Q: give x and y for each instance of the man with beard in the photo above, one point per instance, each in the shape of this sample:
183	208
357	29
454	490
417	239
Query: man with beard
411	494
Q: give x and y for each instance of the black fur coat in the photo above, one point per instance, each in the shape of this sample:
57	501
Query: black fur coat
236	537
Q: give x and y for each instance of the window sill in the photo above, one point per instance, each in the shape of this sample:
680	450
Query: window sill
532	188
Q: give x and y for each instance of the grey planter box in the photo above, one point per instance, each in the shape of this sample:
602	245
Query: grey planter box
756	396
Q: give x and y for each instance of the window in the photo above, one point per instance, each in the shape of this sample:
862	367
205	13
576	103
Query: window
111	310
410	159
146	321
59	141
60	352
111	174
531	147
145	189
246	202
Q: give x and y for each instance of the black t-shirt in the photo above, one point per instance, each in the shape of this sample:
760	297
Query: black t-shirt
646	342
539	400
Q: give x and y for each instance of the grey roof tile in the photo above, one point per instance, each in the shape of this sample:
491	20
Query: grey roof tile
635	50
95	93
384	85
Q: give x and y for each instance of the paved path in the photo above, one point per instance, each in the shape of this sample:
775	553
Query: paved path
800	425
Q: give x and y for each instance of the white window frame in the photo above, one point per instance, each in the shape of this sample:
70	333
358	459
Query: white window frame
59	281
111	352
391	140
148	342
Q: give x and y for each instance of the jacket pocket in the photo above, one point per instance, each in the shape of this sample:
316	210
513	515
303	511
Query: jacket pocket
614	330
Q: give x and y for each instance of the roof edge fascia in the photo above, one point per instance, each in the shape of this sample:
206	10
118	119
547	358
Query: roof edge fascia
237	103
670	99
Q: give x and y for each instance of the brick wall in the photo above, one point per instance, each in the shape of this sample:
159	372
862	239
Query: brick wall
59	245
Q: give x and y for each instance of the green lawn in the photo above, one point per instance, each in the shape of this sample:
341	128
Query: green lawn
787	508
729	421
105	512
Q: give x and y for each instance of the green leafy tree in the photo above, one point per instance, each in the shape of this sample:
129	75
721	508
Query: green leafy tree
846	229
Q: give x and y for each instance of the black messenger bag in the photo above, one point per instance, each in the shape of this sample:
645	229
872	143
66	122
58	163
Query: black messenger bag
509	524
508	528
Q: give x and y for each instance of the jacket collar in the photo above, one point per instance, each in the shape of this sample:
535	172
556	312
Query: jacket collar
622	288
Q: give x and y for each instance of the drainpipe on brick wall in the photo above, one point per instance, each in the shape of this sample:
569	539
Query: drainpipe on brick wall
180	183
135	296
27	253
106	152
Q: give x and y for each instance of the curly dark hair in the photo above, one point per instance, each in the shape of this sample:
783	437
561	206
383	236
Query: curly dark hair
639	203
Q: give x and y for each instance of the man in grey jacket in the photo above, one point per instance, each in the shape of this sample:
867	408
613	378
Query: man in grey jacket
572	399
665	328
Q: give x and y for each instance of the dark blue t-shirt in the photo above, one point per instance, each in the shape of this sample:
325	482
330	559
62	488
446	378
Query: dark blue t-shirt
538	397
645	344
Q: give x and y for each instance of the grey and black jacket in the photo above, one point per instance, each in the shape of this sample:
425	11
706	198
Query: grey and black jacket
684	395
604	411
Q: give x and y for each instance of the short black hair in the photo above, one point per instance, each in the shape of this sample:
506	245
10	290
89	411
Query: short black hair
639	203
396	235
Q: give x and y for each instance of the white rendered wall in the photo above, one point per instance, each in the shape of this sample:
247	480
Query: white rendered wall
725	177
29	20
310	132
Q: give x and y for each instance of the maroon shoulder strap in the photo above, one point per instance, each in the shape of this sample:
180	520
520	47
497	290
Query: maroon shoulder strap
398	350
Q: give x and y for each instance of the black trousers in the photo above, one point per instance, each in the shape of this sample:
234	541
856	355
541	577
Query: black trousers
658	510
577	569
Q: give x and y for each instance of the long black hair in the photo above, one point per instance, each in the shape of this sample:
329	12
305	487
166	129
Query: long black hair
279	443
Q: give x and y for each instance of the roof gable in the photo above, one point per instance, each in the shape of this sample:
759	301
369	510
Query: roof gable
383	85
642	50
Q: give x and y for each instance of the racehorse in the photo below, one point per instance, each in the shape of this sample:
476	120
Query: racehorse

__REQUEST__
Extract the lines above from the one containing "Q: give x and y for each instance of the long" to the last line, both included, exactly as written.

__SOLUTION TO THE EXERCISE__
Q: give x and y for each instance of the long black hair in the photo above, one point per instance, each in the shape of this sample:
329	12
305	487
166	129
Query: long black hair
279	443
Q: give x and y for each instance of the roof gable in the photo above, one point per instance, each in the shape of this sample:
759	301
369	510
Query: roof gable
383	85
642	50
Q: give x and y for each instance of the racehorse in the photo below, one point per instance, each in the shape of this sample:
476	120
Query: racehorse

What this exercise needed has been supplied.